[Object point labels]
- - - - - - -

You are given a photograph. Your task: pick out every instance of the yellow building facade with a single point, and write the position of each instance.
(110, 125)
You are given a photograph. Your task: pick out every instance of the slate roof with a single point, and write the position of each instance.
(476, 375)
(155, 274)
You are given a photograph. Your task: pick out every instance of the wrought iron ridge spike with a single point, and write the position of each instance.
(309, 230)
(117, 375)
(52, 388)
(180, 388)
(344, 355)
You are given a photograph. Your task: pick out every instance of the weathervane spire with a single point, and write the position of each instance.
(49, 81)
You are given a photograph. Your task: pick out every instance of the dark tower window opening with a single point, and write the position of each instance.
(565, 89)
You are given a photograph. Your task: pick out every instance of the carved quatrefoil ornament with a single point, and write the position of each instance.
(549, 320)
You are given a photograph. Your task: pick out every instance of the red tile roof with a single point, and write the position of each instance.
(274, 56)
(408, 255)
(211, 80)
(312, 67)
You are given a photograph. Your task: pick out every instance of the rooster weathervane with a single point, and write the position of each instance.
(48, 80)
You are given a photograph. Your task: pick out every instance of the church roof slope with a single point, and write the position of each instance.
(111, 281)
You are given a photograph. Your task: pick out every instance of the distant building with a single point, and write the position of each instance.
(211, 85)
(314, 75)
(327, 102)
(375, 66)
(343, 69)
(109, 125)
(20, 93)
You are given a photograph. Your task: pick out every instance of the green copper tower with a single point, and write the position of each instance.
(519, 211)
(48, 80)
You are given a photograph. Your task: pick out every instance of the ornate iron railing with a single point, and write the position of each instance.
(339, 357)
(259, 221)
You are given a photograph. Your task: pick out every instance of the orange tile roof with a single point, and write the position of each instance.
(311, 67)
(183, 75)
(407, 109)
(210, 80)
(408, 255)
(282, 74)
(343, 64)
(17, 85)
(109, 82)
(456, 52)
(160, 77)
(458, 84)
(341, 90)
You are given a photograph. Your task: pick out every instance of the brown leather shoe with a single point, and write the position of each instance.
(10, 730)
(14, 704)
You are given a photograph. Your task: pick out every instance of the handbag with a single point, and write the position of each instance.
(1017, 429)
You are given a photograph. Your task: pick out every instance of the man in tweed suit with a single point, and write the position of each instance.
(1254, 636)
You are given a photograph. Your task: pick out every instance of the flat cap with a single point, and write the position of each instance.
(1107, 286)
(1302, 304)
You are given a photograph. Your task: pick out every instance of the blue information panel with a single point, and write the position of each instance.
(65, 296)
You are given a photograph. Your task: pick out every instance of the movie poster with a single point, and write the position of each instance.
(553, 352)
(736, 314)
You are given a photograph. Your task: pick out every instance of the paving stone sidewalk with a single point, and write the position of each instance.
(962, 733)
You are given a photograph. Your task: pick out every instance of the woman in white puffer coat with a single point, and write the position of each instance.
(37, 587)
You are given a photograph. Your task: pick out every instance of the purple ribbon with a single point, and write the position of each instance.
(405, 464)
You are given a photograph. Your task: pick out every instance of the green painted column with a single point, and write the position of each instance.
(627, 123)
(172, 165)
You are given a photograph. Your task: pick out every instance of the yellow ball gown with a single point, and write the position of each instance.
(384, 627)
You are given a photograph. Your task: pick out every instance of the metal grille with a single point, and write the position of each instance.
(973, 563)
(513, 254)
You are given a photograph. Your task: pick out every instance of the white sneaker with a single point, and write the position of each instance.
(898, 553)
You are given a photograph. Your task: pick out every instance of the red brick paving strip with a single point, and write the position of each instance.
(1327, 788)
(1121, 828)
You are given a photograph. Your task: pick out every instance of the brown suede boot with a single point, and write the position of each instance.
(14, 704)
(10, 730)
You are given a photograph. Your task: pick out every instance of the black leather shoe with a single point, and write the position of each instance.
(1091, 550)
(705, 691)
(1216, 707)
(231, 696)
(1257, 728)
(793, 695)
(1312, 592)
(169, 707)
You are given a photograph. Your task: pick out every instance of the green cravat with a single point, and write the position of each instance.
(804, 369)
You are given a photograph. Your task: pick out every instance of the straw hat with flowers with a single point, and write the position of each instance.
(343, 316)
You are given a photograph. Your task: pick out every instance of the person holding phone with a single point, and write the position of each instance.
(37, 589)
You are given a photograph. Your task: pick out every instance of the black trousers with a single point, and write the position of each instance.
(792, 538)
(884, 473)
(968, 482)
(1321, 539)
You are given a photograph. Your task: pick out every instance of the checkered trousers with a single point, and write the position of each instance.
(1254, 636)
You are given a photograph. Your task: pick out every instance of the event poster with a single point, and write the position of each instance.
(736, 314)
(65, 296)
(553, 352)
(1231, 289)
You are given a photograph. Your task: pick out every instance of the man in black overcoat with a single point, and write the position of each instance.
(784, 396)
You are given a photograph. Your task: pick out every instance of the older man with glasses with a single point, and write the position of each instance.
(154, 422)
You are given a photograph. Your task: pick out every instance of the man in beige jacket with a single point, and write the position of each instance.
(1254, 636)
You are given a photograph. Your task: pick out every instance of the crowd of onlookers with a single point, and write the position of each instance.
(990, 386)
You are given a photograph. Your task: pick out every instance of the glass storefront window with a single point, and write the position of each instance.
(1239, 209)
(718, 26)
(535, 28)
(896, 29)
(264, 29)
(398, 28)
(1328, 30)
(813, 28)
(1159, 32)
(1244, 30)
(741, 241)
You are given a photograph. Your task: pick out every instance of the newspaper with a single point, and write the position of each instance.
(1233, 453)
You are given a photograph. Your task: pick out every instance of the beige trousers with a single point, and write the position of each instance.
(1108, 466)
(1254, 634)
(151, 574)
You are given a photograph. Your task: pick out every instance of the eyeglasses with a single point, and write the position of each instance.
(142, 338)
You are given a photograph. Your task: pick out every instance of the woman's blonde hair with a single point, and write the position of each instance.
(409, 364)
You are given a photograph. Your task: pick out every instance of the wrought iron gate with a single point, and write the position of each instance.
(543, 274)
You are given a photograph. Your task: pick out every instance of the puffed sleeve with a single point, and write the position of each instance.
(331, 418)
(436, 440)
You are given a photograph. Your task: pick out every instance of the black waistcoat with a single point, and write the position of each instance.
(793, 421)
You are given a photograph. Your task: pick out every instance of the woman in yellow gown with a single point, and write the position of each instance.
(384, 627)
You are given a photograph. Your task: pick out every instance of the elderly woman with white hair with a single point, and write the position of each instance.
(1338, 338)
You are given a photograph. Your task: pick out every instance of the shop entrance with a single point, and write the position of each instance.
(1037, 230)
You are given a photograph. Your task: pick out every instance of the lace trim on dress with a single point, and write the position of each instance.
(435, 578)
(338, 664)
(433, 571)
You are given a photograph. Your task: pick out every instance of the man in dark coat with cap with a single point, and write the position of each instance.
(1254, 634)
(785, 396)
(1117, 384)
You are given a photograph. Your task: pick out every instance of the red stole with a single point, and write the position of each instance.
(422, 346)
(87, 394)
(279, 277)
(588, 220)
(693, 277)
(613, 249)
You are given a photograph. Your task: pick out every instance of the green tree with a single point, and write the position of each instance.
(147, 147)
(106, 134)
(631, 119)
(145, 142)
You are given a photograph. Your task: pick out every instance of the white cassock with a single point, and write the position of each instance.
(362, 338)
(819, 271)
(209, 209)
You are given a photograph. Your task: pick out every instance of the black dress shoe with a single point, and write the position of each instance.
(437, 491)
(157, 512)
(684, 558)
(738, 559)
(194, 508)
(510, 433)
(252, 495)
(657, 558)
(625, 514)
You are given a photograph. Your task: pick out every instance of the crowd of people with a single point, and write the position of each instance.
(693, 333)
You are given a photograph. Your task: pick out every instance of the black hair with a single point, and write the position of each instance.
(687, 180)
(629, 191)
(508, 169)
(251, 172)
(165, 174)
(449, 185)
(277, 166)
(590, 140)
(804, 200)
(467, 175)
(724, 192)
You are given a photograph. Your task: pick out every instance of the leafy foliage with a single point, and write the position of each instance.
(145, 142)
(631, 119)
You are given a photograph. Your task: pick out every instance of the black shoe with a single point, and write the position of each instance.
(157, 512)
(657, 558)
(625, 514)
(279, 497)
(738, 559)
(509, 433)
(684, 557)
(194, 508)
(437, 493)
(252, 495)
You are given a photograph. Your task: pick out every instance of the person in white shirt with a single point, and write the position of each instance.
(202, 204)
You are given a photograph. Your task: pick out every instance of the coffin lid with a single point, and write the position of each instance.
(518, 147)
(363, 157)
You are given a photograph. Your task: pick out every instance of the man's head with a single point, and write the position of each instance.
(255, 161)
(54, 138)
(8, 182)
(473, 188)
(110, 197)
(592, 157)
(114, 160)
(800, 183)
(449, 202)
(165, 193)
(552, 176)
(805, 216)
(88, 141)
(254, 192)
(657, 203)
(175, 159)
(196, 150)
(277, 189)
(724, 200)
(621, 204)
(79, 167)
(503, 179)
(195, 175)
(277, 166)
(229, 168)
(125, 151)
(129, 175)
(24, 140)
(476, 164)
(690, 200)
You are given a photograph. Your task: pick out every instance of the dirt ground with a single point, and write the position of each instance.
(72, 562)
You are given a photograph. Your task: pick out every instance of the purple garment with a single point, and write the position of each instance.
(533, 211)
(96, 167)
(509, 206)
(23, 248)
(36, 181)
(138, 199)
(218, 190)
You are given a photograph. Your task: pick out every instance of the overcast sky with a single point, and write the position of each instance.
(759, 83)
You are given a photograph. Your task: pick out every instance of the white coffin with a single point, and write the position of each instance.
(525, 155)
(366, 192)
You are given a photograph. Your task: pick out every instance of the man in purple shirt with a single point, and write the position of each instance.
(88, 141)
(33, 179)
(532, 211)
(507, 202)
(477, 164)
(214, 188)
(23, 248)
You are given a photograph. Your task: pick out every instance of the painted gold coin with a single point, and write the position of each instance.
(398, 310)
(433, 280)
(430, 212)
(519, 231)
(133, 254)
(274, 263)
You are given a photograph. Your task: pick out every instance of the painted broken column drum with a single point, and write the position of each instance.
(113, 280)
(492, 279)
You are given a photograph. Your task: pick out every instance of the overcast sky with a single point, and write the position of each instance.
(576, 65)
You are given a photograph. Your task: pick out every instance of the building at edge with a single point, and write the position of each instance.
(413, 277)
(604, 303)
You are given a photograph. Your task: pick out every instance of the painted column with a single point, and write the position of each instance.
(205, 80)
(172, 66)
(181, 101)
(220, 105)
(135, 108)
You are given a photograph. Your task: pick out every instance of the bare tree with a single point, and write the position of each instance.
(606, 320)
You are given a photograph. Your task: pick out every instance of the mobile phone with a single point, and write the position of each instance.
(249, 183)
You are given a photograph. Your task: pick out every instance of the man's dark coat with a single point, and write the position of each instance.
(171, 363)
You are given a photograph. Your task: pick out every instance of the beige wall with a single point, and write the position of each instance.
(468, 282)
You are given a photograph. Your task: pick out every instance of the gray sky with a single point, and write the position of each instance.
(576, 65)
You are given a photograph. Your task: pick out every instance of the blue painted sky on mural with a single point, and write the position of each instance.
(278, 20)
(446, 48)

- - - - - - -

The problem ▸
Print again the material above, limited to the lines from the one holding "the painted gold" through the last, inclusive.

Right answer ▸
You are given a photograph. Your task: pick out every instance of the painted gold coin with a single point, and write the position of each instance.
(398, 310)
(433, 280)
(430, 212)
(519, 231)
(133, 254)
(274, 263)
You are given a photograph. Your task: pick out every instance of the painted broken column drum with a single point, and write the position of each instance.
(113, 280)
(492, 279)
You are given a photograph. Your task: pick out every instance of the overcast sky with a single point, and write the position of each instance.
(576, 65)
You are given a photograph. Your task: pick out every instance of the building at edge with a single point, and write the position of each instance.
(413, 277)
(604, 303)
You are given a photograph. Your task: pick out every instance of the painted column with a single point, and write the position of each instance.
(205, 80)
(172, 66)
(181, 101)
(220, 105)
(135, 108)
You are given a photograph. Your task: pick out every instance of the bare tree with a single point, and write the position of each instance.
(606, 320)
You are given a photograph. Your task: pick out every instance of the mobile phone with a single point, and write the position of each instance.
(249, 183)
You are given a photograph. Your task: pick out every instance of the man's dark coat with a single point, and write the position of each instance.
(171, 363)
You are given a photograph. Your task: pick out every instance of the beige wall with a single point, and write the position of each instance.
(468, 282)
You are given a photograph. Your task: pick out every instance of the gray sky with a single point, and write the position of each instance.
(576, 65)
You are given a photograph. Your task: pick out every instance of the blue painted sky on mural with a single point, and write the position of each instance.
(278, 20)
(446, 48)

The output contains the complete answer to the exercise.